═════ Material provided

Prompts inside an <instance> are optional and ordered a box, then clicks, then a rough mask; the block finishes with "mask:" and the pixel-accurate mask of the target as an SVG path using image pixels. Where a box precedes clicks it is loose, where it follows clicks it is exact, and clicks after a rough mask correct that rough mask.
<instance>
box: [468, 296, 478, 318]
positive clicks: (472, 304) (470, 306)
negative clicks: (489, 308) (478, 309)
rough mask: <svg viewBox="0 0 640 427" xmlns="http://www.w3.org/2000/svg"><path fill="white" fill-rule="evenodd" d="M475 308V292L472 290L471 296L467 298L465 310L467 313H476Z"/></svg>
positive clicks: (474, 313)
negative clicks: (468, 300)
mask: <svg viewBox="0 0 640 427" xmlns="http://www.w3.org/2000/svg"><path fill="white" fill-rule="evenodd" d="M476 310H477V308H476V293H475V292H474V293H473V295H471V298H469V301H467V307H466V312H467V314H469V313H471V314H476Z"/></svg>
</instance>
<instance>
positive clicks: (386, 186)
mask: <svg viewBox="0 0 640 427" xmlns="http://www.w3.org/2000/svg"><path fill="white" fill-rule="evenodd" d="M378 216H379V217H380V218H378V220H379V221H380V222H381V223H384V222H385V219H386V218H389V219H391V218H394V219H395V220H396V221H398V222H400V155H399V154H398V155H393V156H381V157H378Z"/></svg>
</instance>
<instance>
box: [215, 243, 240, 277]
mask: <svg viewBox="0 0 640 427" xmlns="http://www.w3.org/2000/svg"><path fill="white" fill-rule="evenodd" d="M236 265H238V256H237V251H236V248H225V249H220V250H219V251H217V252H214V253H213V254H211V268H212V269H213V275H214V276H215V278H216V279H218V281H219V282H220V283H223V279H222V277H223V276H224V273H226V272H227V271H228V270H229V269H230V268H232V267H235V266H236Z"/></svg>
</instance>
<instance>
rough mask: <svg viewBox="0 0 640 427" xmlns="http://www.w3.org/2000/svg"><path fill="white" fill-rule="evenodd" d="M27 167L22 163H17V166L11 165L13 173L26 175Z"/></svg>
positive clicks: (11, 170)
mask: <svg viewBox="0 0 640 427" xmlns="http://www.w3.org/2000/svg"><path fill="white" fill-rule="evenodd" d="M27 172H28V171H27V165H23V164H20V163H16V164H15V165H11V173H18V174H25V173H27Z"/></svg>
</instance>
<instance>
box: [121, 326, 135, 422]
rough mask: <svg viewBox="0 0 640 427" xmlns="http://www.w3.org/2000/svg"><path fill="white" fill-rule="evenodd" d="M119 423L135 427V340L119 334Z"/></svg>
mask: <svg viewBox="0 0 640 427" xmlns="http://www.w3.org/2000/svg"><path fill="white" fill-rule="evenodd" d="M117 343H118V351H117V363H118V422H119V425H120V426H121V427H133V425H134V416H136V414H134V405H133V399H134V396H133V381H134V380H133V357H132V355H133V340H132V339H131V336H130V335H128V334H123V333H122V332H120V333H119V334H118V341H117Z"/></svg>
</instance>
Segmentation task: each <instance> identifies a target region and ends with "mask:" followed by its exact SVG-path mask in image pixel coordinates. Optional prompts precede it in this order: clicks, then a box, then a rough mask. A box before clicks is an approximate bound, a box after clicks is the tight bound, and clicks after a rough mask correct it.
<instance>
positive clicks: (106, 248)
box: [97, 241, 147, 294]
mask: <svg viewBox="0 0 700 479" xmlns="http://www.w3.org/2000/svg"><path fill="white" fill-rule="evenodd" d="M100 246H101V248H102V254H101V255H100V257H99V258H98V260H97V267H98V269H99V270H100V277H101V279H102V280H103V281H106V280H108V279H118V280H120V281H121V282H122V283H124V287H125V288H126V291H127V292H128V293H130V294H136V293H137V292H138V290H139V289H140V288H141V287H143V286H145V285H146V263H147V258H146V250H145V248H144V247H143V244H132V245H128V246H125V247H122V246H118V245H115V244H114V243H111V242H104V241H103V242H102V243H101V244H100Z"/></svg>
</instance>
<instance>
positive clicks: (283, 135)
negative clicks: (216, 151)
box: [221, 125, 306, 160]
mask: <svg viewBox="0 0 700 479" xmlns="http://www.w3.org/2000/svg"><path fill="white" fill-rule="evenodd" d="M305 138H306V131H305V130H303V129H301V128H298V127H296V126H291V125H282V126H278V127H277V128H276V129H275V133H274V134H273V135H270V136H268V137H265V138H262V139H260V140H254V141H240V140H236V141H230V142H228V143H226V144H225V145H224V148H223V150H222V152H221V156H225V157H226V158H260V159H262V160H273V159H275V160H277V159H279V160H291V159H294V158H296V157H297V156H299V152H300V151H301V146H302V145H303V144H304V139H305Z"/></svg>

══════════

- _Your assignment_
Output every record above in full, exactly as it reads.

- _Finished exercise_
Prompts inside an <instance> are optional and ordered a box, then clicks, then a rough mask; the block finishes with "mask:" and the pixel-accurate mask of the target as an SVG path using image pixels. Where a box precedes clicks it is loose, where it follows clicks it is exact, and clicks after a rough mask correct that rough mask.
<instance>
box: [468, 296, 478, 318]
positive clicks: (472, 304) (470, 306)
negative clicks: (489, 308) (478, 309)
rough mask: <svg viewBox="0 0 640 427" xmlns="http://www.w3.org/2000/svg"><path fill="white" fill-rule="evenodd" d="M475 308V292L472 290L471 296L467 298L465 310L467 313H476Z"/></svg>
positive clicks: (474, 313)
negative clicks: (468, 300)
mask: <svg viewBox="0 0 640 427" xmlns="http://www.w3.org/2000/svg"><path fill="white" fill-rule="evenodd" d="M476 310H477V308H476V293H475V292H474V293H473V295H471V298H469V301H467V307H466V312H467V314H469V313H471V314H476Z"/></svg>
</instance>
<instance>
positive clicks: (386, 186)
mask: <svg viewBox="0 0 640 427" xmlns="http://www.w3.org/2000/svg"><path fill="white" fill-rule="evenodd" d="M378 216H379V217H380V218H378V220H379V221H380V222H381V223H384V222H385V219H386V218H389V219H391V218H394V219H395V220H396V221H398V222H400V155H399V154H398V155H393V156H381V157H378Z"/></svg>
</instance>
<instance>
box: [215, 243, 240, 277]
mask: <svg viewBox="0 0 640 427" xmlns="http://www.w3.org/2000/svg"><path fill="white" fill-rule="evenodd" d="M236 265H238V256H237V251H236V248H225V249H220V250H219V251H217V252H214V253H213V254H211V268H212V269H213V275H214V276H215V278H216V279H218V281H219V282H220V283H223V279H222V277H223V276H224V273H226V272H227V271H228V270H229V269H230V268H232V267H235V266H236Z"/></svg>
</instance>
<instance>
rough mask: <svg viewBox="0 0 640 427" xmlns="http://www.w3.org/2000/svg"><path fill="white" fill-rule="evenodd" d="M27 167L22 163H17V166L11 165L13 173L26 175Z"/></svg>
positive clicks: (11, 170)
mask: <svg viewBox="0 0 640 427" xmlns="http://www.w3.org/2000/svg"><path fill="white" fill-rule="evenodd" d="M27 172H28V171H27V165H23V164H20V163H16V164H15V165H11V173H18V174H25V173H27Z"/></svg>
</instance>
<instance>
box: [121, 326, 135, 422]
rough mask: <svg viewBox="0 0 640 427" xmlns="http://www.w3.org/2000/svg"><path fill="white" fill-rule="evenodd" d="M119 423L135 427V340L119 334Z"/></svg>
mask: <svg viewBox="0 0 640 427" xmlns="http://www.w3.org/2000/svg"><path fill="white" fill-rule="evenodd" d="M117 343H118V351H117V363H118V422H119V425H120V426H121V427H133V425H134V416H136V414H134V405H133V399H134V396H133V381H134V380H133V357H132V355H133V340H132V339H131V336H130V335H128V334H123V333H122V332H120V333H119V334H118V341H117Z"/></svg>
</instance>
Segmentation task: each <instance> identifies a target region and ends with "mask:" followed by its exact SVG-path mask in image pixel coordinates. Optional prompts precede it in this order: clicks, then a box, then a rough mask. A box before clicks is an approximate bound, a box after clicks is the tight bound, and clicks after a rough mask correct it.
<instance>
positive clicks: (106, 248)
box: [97, 241, 147, 294]
mask: <svg viewBox="0 0 700 479" xmlns="http://www.w3.org/2000/svg"><path fill="white" fill-rule="evenodd" d="M100 246H101V248H102V254H101V255H100V257H99V258H98V260H97V267H98V269H99V270H100V277H101V279H102V280H103V281H106V280H108V279H118V280H120V281H121V282H122V283H124V287H125V288H126V291H127V292H128V293H130V294H136V293H137V292H138V290H139V289H140V288H141V287H143V286H145V285H146V263H147V258H146V250H145V248H144V247H143V244H132V245H128V246H125V247H122V246H118V245H115V244H114V243H111V242H104V241H103V242H102V243H101V244H100Z"/></svg>
</instance>
<instance>
positive clicks: (283, 135)
negative clicks: (216, 151)
box: [221, 125, 306, 160]
mask: <svg viewBox="0 0 700 479" xmlns="http://www.w3.org/2000/svg"><path fill="white" fill-rule="evenodd" d="M305 138H306V131H305V130H303V129H301V128H298V127H296V126H291V125H282V126H278V127H277V128H276V129H275V133H274V134H273V135H270V136H268V137H265V138H262V139H260V140H254V141H240V140H236V141H230V142H228V143H226V144H225V145H224V148H223V150H222V152H221V156H225V157H226V158H260V159H262V160H273V159H275V160H277V159H279V160H291V159H294V158H296V157H297V156H299V152H300V151H301V146H302V145H303V144H304V139H305Z"/></svg>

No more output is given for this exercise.